» **Text for analysis**:
[Start of section]
A “phenomenal” doctor who helped lead a worldwide landmark trial in diabetes is retiring from Walsall Healthcare NHS Trust after 61 years’ service.
Dr Alexander Wright, who joined the NHS in 1961 and has been with Walsall Healthcare since 1995, had his final clinic on Monday, November 28, but will continue teaching at Birmingham’s Queen Elizabeth Hospital one day a week.
The UK Prospective Diabetes Study (UKPDS) was a landmark, randomised, multicentre trial of glycaemic therapies in 5,102 patients with newly diagnosed type 2 diabetes, and Dr Wright was on its policy advisory group.
A trial which ran for 20 years from 1977-97 in 23 UK clinical sites, it showed conclusively that the complications of type 2 diabetes, previously often regarded as inevitable, could be reduced by improving blood glucose and/or blood pressure control. Dr Wright described it as his career highlight.
Originally from Sutton Coldfield, Dr Wright began his career as a student diabetes locum house physician at King’s College Hospital in London before joining the medical ophthalmology clinic at Heartlands Hospital, University Hospitals Birmingham.
[End of section]
» **Recorded data**:
[Start of section]
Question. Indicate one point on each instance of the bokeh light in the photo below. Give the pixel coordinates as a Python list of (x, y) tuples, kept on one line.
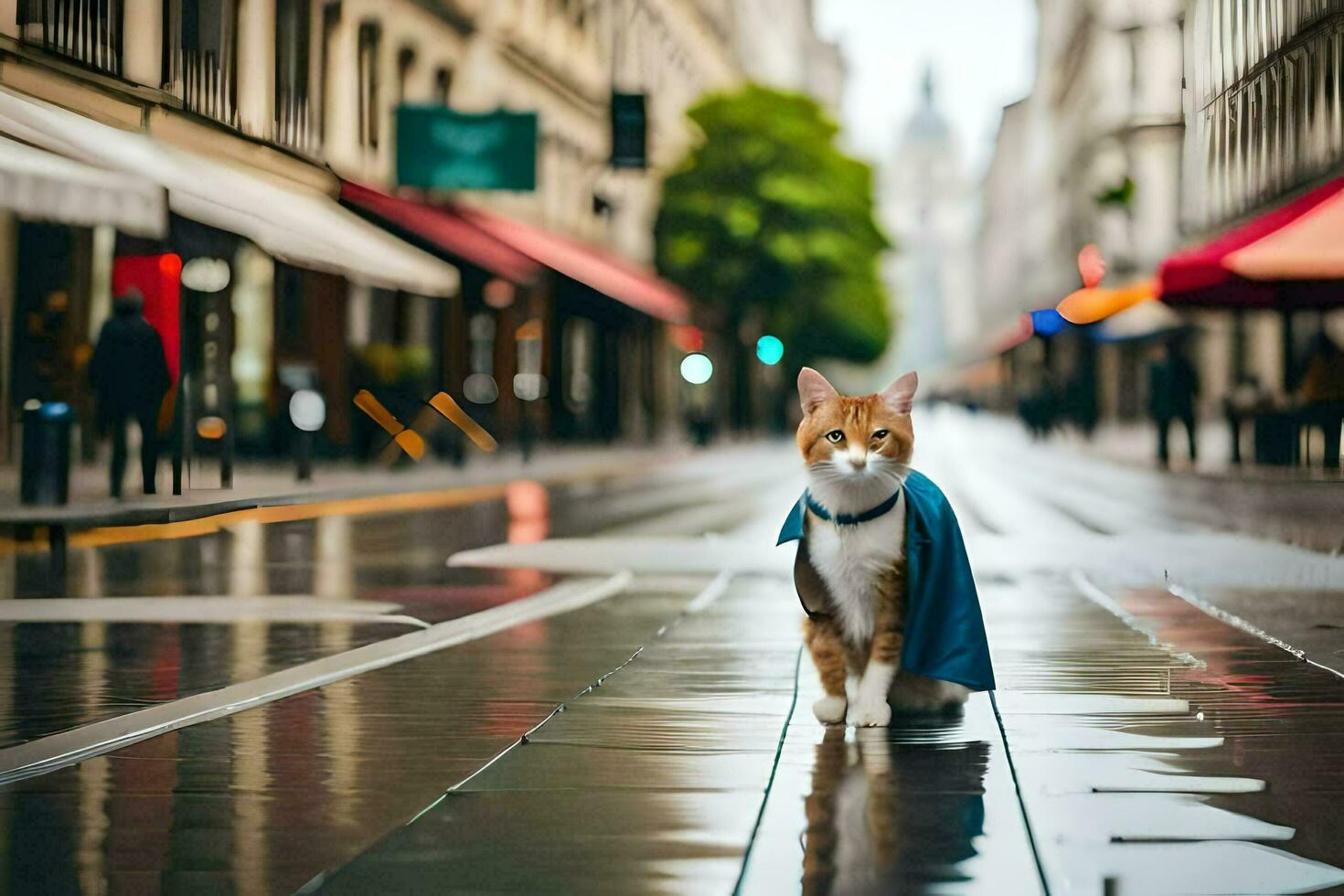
[End of section]
» **Activity list**:
**1)** Please copy a passage from the article on Dr Wright's retirement word for word. Begin at "The UK Prospective" and stop after "policy advisory group.".
**2)** Answer these questions using the article on Dr Wright's retirement:
(a) How many patients with newly diagnosed type 2 diabetes took part in the UK Prospective Diabetes Study?
(b) In what year did Dr Wright join the NHS?
(c) At which hospital did Dr Wright begin his career?
**3)** Resume the article on Dr Wright's retirement, starting after its last sentence.

» **Answers by task**:
**1)**
The UK Prospective Diabetes Study (UKPDS) was a landmark, randomised, multicentre trial of glycaemic therapies in 5,102 patients with newly diagnosed type 2 diabetes, and Dr Wright was on its policy advisory group.

**2)**
(a) 5,102
(b) 1961
(c) King's College Hospital in London

**3)**
At Heartlands he was involved in ground-breaking work; when screening the back of the eye in diabetes patients was a pioneering concept, Dr Wright analysed the images, categorising them as low or high risk.
“At King’s I had to do all the insulin for all the patients, which was quite a job,” recalled Dr Wright, who is married to Sue and has two children and two grandchildren.
In a speech before members of the diabetes team who had gathered to say farewell with a retirement buffet, Dr Wright paid tribute to the service at Walsall.
“It’s been a marvellous journey because the teams here are very good – the clinical team, the nursing team, the clinical medical team and the secretarial team,” he said.
“Diabetes has led the way with teamwork, especially the nurses – they are the real powerhouse. I wish you all the best.”
Dr Senthilkumar Krishnasamy, Consultant, has known Dr Wright for seven years and said: “Dr Wright is extremely passionate about retinal screening in diabetes, but for the calibre of person, he is very humble.
“He’s hugely respected and very well liked by everyone. We are very grateful to him and he will be missed greatly.”
Joe Myatt, Diabetes Nurse, has worked in the field for 29 years and has known Dr Wright since the latter started at the Trust.
“It’s been a real privilege to work with him – he’s brilliant. I’ve learned so much from him and Dr Tim Harvey (Consultant Endocrinologist) – far more than from any textbook,” said Joe, who has been with Walsall Healthcare since 1990.
“He’s an incredible clinician – he has an amazing mind, full of information and is so knowledgeable about the subject. It’s testament to him that the amount of citations on the UKPDS is enormous.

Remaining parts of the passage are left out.